Data records:
* * * * * * * * *
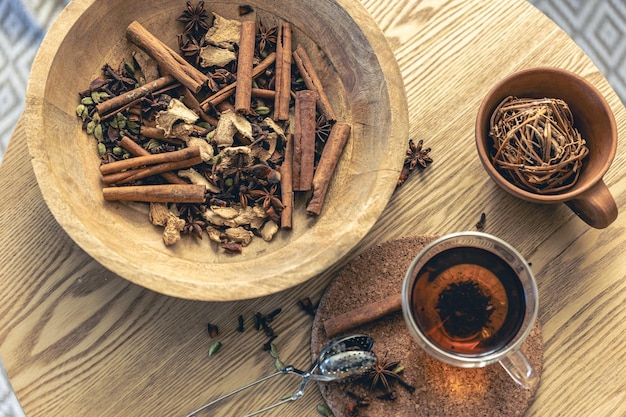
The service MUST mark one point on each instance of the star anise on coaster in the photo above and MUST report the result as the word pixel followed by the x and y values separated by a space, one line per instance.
pixel 416 157
pixel 384 372
pixel 194 18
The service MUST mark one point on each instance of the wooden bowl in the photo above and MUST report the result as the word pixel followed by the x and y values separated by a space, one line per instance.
pixel 365 88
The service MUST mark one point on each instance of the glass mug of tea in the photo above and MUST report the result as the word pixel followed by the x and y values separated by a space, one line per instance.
pixel 470 300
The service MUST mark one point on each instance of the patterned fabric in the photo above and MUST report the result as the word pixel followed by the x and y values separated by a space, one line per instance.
pixel 599 28
pixel 9 407
pixel 23 24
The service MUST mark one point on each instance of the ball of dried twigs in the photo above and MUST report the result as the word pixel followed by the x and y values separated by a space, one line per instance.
pixel 535 144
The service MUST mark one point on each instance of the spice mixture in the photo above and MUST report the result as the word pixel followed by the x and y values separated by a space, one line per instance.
pixel 219 135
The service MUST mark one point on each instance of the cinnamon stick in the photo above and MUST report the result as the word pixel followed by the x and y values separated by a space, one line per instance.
pixel 362 315
pixel 166 193
pixel 175 156
pixel 137 150
pixel 283 73
pixel 129 97
pixel 333 148
pixel 229 90
pixel 141 173
pixel 169 61
pixel 312 82
pixel 245 62
pixel 286 186
pixel 304 140
pixel 263 93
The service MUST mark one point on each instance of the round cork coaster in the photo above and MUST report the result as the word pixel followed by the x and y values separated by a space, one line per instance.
pixel 439 389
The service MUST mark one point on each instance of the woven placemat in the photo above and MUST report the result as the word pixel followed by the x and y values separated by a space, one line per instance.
pixel 440 390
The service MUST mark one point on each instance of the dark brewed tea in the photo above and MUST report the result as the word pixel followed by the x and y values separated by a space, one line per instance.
pixel 468 301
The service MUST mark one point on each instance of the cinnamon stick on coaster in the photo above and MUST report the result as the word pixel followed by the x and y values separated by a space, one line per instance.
pixel 283 73
pixel 312 82
pixel 167 193
pixel 304 140
pixel 286 186
pixel 362 315
pixel 333 148
pixel 169 61
pixel 245 62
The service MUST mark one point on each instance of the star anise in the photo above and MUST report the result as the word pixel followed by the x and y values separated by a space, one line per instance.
pixel 267 37
pixel 195 228
pixel 383 372
pixel 322 129
pixel 416 157
pixel 194 18
pixel 190 48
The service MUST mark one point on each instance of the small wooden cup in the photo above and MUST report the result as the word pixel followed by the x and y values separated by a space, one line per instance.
pixel 589 198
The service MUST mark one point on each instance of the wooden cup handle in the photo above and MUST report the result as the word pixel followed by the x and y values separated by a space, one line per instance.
pixel 596 207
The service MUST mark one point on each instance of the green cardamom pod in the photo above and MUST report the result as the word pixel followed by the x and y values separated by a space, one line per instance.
pixel 280 366
pixel 129 67
pixel 215 347
pixel 97 132
pixel 152 144
pixel 102 149
pixel 262 110
pixel 133 127
pixel 324 411
pixel 121 121
pixel 273 351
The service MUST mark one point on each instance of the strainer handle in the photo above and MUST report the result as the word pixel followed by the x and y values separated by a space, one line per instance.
pixel 223 397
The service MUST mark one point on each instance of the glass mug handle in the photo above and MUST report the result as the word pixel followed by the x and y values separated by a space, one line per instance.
pixel 519 368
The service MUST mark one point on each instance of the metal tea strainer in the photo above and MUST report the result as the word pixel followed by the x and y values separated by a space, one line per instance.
pixel 339 359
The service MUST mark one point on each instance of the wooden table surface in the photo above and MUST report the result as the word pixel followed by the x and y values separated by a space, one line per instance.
pixel 78 340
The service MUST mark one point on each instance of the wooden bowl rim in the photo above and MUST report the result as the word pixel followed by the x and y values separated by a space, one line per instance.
pixel 274 277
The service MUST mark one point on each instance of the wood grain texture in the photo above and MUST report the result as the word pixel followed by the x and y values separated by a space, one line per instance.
pixel 78 340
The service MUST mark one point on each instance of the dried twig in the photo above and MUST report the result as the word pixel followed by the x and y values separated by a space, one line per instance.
pixel 536 146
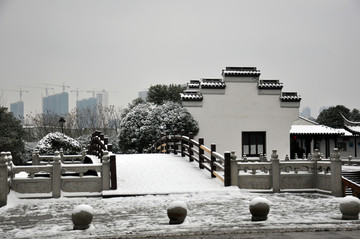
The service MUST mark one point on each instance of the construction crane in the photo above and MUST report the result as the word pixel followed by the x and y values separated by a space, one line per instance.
pixel 39 87
pixel 63 85
pixel 77 93
pixel 20 92
pixel 99 91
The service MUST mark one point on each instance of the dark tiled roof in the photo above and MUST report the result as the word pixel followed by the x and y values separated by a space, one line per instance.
pixel 240 71
pixel 270 84
pixel 191 96
pixel 194 84
pixel 212 84
pixel 290 96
* * * * * * * * *
### EXERCISE
Exactly and only the lines from the one containing "of the construction" to the end of the entries above are to be written out.

### OUTPUT OF THE TASK
The service MUST mark one point on each instance of the construction crane in the photo above and MUST report the result as the word pixel followed by the x and y values separated by a space, one line per instance.
pixel 39 87
pixel 63 85
pixel 77 93
pixel 20 92
pixel 99 91
The service MUST mark one point on each instance of the dark tiled roof in the photo above and MUST report the result as the word pixel followed by the x and y values separated by a space, one line per instance.
pixel 240 71
pixel 270 84
pixel 191 96
pixel 194 84
pixel 212 84
pixel 290 96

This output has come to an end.